**Excerpt provided:**
Cass
A private LLM assistant built on the Claude Agent SDK, running unattended on my homelab. It is my personal AI staff — a chief of staff, a sysadmin, a researcher, and an inbox filter all at once. It is online right now, and it does not require my supervision.
What it does
I talk to Cass through an iOS app and a web UI at x.cwfrazier.com. It has access to my calendar, my mail, my finances (via Plaid), my home network, my homelab, my AWS account, my contacts, my iMessage and Signal archives, my browser sessions, and my voice line. It books haircuts, places phone calls, drafts blog posts, drains my todo list, restarts services when they fall over, and surfaces what I need to know about my day on a schedule I never have to maintain.
It is a personal AI that I built for myself, with the level of integration depth that you can only justify when the audience is exactly one person.

**Available data:**
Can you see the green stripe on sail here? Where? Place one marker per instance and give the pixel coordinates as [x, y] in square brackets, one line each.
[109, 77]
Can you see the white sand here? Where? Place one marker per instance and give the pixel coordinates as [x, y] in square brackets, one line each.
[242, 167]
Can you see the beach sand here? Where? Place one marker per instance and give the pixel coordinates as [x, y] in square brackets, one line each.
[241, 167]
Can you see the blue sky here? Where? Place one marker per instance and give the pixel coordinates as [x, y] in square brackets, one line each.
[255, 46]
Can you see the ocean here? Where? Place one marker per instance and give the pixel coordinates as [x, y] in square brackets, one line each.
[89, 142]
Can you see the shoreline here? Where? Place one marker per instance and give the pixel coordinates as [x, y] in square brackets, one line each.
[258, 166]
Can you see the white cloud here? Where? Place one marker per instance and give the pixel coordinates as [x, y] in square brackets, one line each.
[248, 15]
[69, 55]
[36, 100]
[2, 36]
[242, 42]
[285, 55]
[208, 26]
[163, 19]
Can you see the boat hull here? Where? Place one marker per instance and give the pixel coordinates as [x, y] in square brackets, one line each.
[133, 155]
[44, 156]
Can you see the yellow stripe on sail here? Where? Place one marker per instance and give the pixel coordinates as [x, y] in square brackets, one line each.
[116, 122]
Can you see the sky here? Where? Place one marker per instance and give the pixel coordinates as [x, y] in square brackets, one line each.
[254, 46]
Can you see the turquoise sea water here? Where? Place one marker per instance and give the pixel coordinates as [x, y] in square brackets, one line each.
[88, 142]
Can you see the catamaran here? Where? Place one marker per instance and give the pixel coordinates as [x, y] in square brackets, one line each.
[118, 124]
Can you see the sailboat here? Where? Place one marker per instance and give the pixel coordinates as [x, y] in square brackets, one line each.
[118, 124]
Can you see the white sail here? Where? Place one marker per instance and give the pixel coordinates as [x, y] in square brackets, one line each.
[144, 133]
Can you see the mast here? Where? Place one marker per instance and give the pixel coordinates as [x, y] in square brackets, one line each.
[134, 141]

**Problems to solve:**
A. Please repeat the page about Cass word for word from "What it does" to "have to maintain.".
B. Carry on the page about Cass, starting after its final sentence.

**Results:**
A.
What it does
I talk to Cass through an iOS app and a web UI at x.cwfrazier.com. It has access to my calendar, my mail, my finances (via Plaid), my home network, my homelab, my AWS account, my contacts, my iMessage and Signal archives, my browser sessions, and my voice line. It books haircuts, places phone calls, drafts blog posts, drains my todo list, restarts services when they fall over, and surfaces what I need to know about my day on a schedule I never have to maintain.

B.
Why I built it
I wanted to find out what an assistant looks like when there is no privacy concern, no enterprise-grade access-control problem, no shared-tenant complexity, and a single user it can know everything about. I also wanted a place to do agent engineering at production stakes without paying production costs — a place to find out which decisions hold up when they have to run unsupervised for months.
Architecture
Runtime
FastAPI on a Proxmox LXC container (192.168.1.59), behind nginx with Let's Encrypt at x.cwfrazier.com. The Claude Agent SDK is the reasoning loop. The bundled claude CLI ships with the SDK and authenticates against my Claude Max subscription via OAuth, which is how I keep the cost of the assistant essentially flat regardless of usage.
Persistent memory (MCP server)
I built a custom MCP server backed by DynamoDB that gives Cass long-term memory across sessions. It has typed topics, hot vs cold tiers (hot entries auto-load each session; cold entries are searched on demand), full-text search, and conversation indexing. New facts are written by Cass itself with no human in the loop — phone numbers, preferences, project state, debugging gotchas, family relationships, finances. The memory has grown to thousands of typed entries and is the single most valuable component of the system.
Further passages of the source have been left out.